EXTRACTED DATA:
------------------------------------------------

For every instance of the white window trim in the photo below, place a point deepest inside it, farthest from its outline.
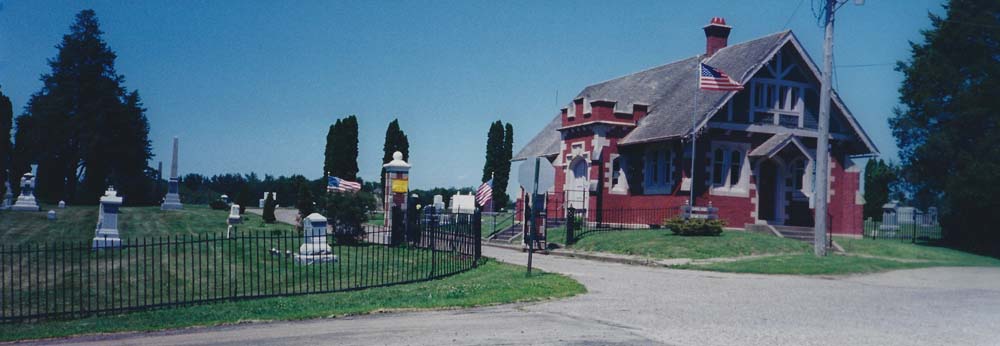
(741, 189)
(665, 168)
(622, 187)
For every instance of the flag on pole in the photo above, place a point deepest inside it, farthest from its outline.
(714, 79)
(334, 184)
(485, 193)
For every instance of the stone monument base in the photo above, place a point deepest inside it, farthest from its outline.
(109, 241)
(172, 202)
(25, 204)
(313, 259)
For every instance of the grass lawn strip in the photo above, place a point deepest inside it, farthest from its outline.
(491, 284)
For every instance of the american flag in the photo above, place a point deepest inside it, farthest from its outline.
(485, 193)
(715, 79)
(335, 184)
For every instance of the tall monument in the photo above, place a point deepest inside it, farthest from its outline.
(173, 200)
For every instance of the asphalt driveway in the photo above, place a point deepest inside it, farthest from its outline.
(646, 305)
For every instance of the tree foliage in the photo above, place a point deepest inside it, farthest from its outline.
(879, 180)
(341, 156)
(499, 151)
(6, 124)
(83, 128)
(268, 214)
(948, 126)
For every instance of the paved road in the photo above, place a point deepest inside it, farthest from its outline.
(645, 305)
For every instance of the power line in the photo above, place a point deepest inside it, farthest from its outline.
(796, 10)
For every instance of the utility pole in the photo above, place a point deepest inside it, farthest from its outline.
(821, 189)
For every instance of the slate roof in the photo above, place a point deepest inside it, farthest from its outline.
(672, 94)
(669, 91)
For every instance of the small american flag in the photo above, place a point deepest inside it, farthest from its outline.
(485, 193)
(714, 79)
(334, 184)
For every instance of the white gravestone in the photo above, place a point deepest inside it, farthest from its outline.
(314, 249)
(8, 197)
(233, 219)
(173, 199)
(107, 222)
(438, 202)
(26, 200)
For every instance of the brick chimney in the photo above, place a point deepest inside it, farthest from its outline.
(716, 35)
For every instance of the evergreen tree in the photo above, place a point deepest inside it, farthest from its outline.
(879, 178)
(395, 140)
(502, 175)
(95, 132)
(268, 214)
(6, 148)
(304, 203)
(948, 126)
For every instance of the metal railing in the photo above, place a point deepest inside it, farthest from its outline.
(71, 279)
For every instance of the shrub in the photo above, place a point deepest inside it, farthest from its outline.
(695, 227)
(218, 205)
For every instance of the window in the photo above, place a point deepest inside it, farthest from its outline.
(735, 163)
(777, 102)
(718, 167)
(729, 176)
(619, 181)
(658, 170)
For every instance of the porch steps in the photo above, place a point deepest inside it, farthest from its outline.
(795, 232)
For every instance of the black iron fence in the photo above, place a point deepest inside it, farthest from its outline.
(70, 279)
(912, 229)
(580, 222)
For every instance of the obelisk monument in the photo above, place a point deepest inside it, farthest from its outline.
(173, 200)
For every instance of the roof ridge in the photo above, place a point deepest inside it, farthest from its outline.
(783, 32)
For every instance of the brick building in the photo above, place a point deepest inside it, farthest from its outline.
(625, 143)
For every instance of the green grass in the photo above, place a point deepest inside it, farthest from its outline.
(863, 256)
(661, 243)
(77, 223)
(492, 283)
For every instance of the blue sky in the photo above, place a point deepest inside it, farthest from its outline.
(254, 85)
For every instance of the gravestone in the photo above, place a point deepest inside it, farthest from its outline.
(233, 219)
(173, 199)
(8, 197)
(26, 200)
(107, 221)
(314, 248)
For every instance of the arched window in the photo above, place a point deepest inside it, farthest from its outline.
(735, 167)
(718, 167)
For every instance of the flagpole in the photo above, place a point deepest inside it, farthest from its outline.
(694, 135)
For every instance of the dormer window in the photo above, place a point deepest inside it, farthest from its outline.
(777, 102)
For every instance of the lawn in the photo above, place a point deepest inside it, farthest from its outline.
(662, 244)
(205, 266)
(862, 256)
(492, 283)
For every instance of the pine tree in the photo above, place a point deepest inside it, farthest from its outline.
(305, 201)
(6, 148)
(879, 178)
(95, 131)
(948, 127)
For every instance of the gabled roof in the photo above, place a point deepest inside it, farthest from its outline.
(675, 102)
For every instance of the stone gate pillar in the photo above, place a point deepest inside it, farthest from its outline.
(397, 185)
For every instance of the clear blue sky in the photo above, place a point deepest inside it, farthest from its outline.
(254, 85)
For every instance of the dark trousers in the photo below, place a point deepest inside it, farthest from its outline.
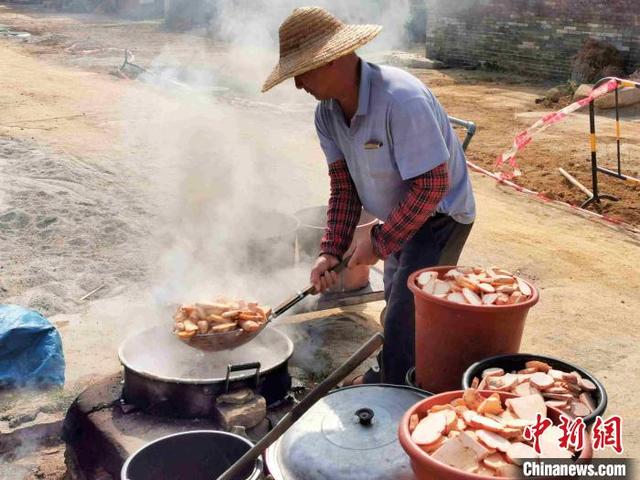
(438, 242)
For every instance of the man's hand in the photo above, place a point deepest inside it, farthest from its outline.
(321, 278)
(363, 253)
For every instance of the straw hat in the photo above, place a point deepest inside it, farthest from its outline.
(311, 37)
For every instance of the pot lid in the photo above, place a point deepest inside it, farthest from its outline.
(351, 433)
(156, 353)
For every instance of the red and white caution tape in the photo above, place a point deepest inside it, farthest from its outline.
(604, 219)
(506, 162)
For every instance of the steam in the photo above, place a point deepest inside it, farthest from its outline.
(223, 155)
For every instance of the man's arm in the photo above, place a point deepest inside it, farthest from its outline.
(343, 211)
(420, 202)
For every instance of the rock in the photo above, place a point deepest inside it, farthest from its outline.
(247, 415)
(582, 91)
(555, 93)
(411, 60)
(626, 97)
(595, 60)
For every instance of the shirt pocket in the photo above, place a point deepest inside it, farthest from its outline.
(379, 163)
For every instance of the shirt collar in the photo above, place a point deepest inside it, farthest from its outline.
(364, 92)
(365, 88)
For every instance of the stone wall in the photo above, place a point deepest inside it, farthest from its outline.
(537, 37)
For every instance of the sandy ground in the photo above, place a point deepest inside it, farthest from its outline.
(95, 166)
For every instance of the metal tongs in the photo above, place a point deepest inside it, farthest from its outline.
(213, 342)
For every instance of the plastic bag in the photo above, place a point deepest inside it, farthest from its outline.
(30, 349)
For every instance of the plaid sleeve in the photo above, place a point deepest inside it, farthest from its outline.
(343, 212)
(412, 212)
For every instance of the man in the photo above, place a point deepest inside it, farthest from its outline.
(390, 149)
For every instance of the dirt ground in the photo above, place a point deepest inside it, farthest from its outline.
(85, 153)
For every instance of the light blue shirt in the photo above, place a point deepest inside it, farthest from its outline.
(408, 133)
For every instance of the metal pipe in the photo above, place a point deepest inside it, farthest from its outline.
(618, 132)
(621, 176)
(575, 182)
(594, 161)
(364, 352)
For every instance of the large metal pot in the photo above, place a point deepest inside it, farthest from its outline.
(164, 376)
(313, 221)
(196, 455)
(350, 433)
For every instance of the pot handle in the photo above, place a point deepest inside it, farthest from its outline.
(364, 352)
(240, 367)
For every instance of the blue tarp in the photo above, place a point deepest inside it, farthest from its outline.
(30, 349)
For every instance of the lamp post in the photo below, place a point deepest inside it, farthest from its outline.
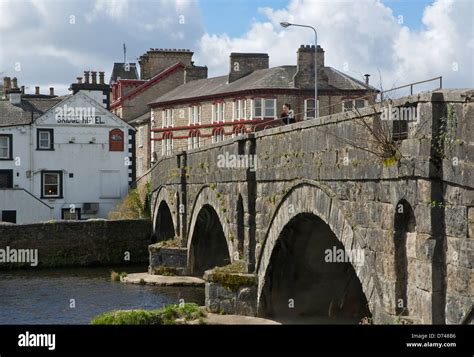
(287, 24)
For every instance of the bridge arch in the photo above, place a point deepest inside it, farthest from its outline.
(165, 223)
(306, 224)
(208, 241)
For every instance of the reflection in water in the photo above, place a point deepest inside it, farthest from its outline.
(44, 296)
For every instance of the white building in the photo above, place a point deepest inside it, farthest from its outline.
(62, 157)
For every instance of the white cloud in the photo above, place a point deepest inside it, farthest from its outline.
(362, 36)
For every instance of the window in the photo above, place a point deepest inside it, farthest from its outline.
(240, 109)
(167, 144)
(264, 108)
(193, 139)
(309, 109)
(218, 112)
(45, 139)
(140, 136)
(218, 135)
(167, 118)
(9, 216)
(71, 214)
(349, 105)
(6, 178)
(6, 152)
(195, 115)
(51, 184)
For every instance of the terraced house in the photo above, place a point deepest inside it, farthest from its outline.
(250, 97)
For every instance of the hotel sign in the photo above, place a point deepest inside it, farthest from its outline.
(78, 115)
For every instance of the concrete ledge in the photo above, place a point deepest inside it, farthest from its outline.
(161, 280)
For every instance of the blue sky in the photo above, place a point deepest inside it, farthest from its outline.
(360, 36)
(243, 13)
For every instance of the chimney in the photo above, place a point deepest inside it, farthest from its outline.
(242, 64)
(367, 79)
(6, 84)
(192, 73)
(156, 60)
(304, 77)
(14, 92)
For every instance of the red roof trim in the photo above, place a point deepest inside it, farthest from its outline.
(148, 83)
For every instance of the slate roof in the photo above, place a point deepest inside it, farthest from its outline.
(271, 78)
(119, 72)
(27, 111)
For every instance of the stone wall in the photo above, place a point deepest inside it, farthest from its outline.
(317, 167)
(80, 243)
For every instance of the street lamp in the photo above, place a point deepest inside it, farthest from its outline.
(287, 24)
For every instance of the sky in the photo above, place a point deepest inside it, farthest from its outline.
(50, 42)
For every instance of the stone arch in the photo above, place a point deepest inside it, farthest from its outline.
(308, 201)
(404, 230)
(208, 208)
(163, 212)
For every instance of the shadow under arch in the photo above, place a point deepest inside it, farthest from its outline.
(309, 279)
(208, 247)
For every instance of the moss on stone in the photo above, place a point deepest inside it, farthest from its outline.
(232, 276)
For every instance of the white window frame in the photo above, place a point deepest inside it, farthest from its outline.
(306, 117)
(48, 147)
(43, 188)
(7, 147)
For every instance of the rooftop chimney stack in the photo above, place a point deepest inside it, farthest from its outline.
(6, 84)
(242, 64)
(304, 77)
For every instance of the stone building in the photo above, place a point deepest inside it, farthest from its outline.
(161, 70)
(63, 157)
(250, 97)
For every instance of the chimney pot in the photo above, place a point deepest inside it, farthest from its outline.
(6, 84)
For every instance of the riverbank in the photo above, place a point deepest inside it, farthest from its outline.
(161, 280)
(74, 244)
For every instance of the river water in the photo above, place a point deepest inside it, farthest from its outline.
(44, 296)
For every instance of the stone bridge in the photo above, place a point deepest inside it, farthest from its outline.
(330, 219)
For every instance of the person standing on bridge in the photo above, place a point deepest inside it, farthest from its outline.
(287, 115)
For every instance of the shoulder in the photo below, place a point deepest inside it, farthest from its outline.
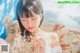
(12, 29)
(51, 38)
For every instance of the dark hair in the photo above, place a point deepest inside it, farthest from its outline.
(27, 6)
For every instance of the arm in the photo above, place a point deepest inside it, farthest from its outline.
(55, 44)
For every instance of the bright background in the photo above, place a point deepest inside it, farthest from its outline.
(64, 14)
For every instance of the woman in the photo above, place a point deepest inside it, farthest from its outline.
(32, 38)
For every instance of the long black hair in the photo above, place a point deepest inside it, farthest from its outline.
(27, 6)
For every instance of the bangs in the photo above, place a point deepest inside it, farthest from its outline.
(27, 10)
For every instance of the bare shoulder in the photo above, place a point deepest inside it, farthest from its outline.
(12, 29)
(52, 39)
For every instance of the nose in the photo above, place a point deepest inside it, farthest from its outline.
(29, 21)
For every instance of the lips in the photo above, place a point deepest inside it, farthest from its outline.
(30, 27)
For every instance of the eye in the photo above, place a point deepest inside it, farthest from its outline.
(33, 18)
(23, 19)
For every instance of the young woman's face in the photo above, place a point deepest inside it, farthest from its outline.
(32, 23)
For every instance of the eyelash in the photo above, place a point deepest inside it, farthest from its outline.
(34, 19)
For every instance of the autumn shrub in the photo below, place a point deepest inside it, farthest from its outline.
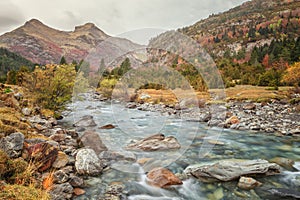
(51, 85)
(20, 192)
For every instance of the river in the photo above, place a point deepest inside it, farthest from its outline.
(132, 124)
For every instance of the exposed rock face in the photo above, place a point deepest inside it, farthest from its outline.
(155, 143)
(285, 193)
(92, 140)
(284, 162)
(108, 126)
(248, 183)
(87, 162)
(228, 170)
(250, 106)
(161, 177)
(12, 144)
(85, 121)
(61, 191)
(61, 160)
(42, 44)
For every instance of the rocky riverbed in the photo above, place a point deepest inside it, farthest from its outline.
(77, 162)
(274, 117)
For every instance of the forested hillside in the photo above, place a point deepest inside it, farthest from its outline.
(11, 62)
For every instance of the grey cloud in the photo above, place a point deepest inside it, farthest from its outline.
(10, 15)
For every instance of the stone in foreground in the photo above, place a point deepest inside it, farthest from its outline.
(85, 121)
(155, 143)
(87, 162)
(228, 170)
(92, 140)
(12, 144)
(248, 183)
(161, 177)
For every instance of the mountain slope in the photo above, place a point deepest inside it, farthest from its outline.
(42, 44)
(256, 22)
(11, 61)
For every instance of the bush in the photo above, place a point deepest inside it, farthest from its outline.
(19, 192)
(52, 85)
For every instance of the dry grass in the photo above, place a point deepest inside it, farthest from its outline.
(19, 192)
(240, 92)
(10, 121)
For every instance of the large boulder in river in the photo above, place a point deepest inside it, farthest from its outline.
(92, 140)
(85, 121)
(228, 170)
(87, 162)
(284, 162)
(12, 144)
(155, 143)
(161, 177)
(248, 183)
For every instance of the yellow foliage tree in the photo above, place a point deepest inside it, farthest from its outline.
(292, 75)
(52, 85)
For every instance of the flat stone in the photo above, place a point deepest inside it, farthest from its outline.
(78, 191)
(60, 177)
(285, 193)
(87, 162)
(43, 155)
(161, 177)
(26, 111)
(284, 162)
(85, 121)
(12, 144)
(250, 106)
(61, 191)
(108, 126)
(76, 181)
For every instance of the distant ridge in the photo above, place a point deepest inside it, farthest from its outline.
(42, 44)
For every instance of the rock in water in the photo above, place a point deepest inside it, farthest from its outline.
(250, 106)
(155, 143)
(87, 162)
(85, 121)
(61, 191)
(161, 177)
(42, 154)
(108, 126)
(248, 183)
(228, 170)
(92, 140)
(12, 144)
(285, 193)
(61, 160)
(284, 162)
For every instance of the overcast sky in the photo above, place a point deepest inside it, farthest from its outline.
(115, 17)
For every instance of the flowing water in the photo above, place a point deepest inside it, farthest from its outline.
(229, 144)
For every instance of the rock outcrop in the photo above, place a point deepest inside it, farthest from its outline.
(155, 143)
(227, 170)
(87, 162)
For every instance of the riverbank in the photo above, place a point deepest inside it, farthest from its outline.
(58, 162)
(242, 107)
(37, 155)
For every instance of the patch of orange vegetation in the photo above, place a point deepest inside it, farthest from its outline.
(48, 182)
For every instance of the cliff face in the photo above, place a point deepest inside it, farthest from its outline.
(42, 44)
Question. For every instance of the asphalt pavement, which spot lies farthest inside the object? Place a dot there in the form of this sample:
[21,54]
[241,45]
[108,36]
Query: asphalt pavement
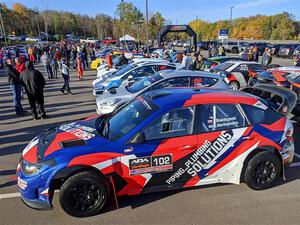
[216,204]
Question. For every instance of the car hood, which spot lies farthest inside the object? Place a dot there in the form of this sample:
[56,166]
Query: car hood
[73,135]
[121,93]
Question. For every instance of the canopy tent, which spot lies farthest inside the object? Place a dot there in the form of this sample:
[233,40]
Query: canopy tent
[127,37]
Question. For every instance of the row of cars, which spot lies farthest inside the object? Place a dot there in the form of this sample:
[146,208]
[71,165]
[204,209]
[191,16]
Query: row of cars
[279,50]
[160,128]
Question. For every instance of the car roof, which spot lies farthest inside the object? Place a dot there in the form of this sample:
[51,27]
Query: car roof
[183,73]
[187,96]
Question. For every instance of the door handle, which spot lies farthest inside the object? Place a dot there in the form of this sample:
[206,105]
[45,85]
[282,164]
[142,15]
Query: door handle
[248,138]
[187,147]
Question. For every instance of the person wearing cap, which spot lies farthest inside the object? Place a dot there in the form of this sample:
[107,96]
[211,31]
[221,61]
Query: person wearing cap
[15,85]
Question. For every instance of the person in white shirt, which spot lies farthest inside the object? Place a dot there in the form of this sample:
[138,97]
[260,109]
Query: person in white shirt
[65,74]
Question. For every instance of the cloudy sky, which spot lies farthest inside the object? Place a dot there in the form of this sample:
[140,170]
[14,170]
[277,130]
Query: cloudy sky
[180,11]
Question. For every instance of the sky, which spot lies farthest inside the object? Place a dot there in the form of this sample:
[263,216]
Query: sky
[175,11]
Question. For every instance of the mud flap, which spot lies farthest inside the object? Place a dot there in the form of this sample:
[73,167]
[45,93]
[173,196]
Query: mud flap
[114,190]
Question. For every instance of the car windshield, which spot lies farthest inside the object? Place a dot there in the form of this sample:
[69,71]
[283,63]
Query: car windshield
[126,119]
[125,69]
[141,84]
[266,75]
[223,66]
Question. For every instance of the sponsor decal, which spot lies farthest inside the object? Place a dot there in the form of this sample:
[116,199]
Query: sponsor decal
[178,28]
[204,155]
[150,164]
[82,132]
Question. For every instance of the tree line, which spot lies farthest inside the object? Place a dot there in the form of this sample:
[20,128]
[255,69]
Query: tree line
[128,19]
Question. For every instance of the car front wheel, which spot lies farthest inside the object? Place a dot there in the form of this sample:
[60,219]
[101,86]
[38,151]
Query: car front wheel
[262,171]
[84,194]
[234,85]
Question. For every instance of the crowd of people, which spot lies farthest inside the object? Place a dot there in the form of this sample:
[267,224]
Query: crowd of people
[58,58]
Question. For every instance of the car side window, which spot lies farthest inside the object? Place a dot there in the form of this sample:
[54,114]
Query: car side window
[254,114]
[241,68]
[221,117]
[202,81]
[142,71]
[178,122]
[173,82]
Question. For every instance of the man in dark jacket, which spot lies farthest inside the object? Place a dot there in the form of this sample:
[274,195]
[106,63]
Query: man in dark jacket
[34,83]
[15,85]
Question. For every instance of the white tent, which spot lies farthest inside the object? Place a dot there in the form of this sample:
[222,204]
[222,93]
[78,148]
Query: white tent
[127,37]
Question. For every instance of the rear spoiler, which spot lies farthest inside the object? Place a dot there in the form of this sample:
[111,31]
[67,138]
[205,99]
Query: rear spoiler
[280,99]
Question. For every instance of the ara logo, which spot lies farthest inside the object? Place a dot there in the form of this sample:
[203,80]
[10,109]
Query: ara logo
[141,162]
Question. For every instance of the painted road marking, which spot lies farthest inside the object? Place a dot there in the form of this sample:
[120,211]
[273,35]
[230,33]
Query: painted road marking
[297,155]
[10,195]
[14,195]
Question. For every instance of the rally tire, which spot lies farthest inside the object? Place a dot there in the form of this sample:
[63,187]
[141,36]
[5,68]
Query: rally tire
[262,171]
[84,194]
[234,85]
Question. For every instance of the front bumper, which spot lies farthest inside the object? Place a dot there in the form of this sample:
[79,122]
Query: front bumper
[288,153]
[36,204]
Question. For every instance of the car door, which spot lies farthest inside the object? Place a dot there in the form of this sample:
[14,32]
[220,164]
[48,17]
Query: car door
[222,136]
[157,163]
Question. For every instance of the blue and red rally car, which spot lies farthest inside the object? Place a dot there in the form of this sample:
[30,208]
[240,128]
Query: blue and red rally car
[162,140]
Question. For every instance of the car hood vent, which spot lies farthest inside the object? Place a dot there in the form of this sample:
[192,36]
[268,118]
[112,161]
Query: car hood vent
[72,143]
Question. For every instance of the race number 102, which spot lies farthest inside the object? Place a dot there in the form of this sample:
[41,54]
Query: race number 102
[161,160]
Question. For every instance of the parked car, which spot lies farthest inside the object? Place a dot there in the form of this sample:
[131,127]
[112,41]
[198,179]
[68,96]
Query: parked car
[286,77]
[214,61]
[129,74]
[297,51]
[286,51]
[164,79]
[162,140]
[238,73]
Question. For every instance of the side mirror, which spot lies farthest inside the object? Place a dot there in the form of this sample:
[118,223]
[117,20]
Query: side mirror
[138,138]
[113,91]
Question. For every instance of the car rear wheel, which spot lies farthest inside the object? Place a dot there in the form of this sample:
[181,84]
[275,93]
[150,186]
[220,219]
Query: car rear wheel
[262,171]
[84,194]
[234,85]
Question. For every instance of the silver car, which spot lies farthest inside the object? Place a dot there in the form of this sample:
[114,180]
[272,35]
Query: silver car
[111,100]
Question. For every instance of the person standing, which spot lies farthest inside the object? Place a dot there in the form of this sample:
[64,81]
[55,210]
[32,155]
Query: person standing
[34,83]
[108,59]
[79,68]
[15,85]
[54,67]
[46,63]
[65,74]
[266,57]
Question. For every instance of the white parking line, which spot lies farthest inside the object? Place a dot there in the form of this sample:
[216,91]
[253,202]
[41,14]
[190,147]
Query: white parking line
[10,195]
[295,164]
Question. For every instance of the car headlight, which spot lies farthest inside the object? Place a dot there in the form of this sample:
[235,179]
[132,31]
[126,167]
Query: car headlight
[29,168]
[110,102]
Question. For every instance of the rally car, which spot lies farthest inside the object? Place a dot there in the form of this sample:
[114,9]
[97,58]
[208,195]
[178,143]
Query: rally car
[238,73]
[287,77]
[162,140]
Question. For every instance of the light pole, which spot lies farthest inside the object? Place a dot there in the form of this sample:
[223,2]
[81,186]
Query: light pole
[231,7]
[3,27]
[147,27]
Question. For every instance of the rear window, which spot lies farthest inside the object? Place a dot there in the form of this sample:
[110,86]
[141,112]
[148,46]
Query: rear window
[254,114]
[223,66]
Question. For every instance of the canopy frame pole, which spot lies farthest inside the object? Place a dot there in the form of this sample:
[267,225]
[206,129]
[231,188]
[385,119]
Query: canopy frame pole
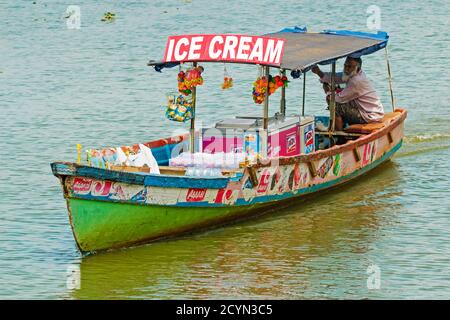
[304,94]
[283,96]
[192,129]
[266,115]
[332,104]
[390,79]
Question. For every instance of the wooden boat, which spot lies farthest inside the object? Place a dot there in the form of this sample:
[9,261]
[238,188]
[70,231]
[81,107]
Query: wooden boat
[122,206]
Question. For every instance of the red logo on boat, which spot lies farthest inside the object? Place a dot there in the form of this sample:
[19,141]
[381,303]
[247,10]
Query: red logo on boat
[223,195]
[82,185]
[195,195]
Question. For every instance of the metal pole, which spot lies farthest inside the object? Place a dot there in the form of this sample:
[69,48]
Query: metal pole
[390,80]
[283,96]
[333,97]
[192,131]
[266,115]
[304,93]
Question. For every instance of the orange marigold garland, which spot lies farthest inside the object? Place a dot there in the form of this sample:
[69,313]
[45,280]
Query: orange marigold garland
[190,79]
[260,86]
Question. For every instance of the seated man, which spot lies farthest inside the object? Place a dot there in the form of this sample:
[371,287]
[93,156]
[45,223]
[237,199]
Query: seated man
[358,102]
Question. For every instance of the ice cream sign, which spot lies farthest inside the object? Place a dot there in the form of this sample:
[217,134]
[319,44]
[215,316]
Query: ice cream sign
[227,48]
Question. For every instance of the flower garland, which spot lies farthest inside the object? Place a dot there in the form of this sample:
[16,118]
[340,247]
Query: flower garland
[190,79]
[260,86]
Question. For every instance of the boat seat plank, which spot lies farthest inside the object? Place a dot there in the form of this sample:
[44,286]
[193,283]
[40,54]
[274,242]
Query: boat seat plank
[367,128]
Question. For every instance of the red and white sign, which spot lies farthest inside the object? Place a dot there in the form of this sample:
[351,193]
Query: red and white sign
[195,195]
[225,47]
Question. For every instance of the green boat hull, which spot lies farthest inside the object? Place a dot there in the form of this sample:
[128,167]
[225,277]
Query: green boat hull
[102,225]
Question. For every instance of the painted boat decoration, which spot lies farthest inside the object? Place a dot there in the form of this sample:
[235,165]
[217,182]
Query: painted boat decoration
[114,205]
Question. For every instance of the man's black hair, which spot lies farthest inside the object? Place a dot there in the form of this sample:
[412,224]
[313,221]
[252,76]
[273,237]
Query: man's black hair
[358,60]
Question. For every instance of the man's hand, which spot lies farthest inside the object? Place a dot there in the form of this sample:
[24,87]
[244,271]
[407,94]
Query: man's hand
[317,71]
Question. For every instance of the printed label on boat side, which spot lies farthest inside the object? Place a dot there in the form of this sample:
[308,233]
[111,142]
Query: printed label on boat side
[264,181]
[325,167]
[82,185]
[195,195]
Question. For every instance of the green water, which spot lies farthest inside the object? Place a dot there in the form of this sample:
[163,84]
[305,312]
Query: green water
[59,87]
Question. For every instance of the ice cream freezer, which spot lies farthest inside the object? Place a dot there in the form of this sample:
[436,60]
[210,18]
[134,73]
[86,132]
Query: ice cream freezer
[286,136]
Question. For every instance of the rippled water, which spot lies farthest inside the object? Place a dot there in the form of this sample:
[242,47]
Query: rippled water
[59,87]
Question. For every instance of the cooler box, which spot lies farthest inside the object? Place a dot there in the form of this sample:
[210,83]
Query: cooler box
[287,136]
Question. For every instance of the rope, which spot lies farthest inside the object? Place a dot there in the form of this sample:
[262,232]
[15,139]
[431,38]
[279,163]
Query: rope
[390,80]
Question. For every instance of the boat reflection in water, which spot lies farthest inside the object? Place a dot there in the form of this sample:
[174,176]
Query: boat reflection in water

------------------------------------------------

AIM OF THE EXERCISE: With the line containing "Question. For every instance of the rippled" as the first and the last line above as the final one, copy those lines exactly and no others.

ANSWER BOX:
Question. For every instance of the rippled water, which spot lies farthest inside the object? Place a dot there in the form of this sample:
[242,47]
Query: rippled water
[59,87]
Question. For every instance of the cooler box, which spot lies farthest inside the object? Place a dot there in the form of this sample:
[210,83]
Query: cooler box
[287,136]
Question. For every instance of the rope, which spot lies farthest inside the object? Place a dot there in the form of this sample:
[262,232]
[15,139]
[431,38]
[279,163]
Query: rope
[390,80]
Question. For every instance of the boat reflection in water, which spot lies farthest inside the object? Place a dot there in the form of this sample:
[174,176]
Query: boat reflection in water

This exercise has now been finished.